## AIM
Reproduce each line exactly. Skip none.

## DATASET CONTENT
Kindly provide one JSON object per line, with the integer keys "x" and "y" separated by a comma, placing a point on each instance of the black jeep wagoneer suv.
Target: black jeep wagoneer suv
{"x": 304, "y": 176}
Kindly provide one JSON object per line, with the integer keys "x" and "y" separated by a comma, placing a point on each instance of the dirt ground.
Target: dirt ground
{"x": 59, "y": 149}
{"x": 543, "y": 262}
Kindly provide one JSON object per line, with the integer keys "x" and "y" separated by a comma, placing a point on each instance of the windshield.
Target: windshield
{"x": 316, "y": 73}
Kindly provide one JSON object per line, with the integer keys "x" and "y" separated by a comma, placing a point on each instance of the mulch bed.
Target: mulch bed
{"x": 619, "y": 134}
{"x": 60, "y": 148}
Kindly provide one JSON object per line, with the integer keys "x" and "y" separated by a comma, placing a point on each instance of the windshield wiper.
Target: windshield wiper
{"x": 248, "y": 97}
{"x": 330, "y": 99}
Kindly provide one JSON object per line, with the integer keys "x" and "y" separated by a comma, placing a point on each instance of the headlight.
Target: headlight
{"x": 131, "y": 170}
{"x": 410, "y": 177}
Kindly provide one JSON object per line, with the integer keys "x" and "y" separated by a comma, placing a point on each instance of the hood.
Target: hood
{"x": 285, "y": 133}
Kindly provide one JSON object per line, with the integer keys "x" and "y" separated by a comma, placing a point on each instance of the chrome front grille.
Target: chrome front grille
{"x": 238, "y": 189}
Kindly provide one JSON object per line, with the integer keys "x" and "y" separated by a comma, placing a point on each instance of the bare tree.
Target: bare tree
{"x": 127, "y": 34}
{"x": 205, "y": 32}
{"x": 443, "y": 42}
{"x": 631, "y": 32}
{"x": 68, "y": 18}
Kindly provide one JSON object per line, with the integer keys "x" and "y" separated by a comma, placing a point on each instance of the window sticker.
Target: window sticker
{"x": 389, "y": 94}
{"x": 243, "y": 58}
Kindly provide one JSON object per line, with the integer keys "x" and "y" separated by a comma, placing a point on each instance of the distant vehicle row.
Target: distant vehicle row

## TASK SOLUTION
Kindly provide one JSON object per line, with the integer keys "x" and "y" separated by a comma, placing a point on each instance of the black jeep wagoneer suv.
Target: black jeep wagoneer suv
{"x": 304, "y": 176}
Kindly provide one JSON object per line, with the integer keys "x" and "y" separated by a comma, placing a point on each instance of the dirt ground.
Target: dirt ground
{"x": 59, "y": 149}
{"x": 543, "y": 262}
Kindly provide one JSON object per line, with the integer keys "x" and "y" separated by a comma, placing a point on each instance of the windshield.
Target: windshield
{"x": 316, "y": 73}
Kindly provide one JSON object per line, with the integer keys "x" and "y" separated by a comma, placing a point on each instance of the mulch bed.
Target: mulch bed
{"x": 619, "y": 134}
{"x": 60, "y": 148}
Kindly provide one JSON object per line, with the integer keys "x" and "y" separated by a comma, placing a point on each instance of the windshield wiper.
Target: windshield wiper
{"x": 248, "y": 97}
{"x": 330, "y": 99}
Kindly provide one JSON object per line, with the integer keys "x" and "y" separated by a comma, placing a point on each instance of the headlight.
Target: headlight
{"x": 131, "y": 170}
{"x": 410, "y": 177}
Kindly provide one JSON object per line, with the integer keys "x" and "y" separated by a comma, placing a point on each instance of the hood.
Target: hood
{"x": 285, "y": 133}
Kindly provide one JSON object per line, with the integer keys "x" and "y" separated by a comma, placing a point on each instance of the chrome front grille.
Target: chrome front grille
{"x": 238, "y": 189}
Kindly provide one JSON object per line, with the integer keys "x" and "y" separated by a comma, placing a point on each instance of the bare tree.
Target: bare tree
{"x": 127, "y": 34}
{"x": 205, "y": 32}
{"x": 443, "y": 42}
{"x": 631, "y": 32}
{"x": 68, "y": 18}
Kindly provide one JSON object per line, with the integer keys "x" and "y" separated by a comma, placing a point on each instance of the window sticker.
Target: window sticker
{"x": 389, "y": 94}
{"x": 243, "y": 58}
Kindly provide one JSON object per line, with the integer keys "x" and "y" separated by a comma, placing a point on each instance of the distant vehicle row.
Target: distant vehicle row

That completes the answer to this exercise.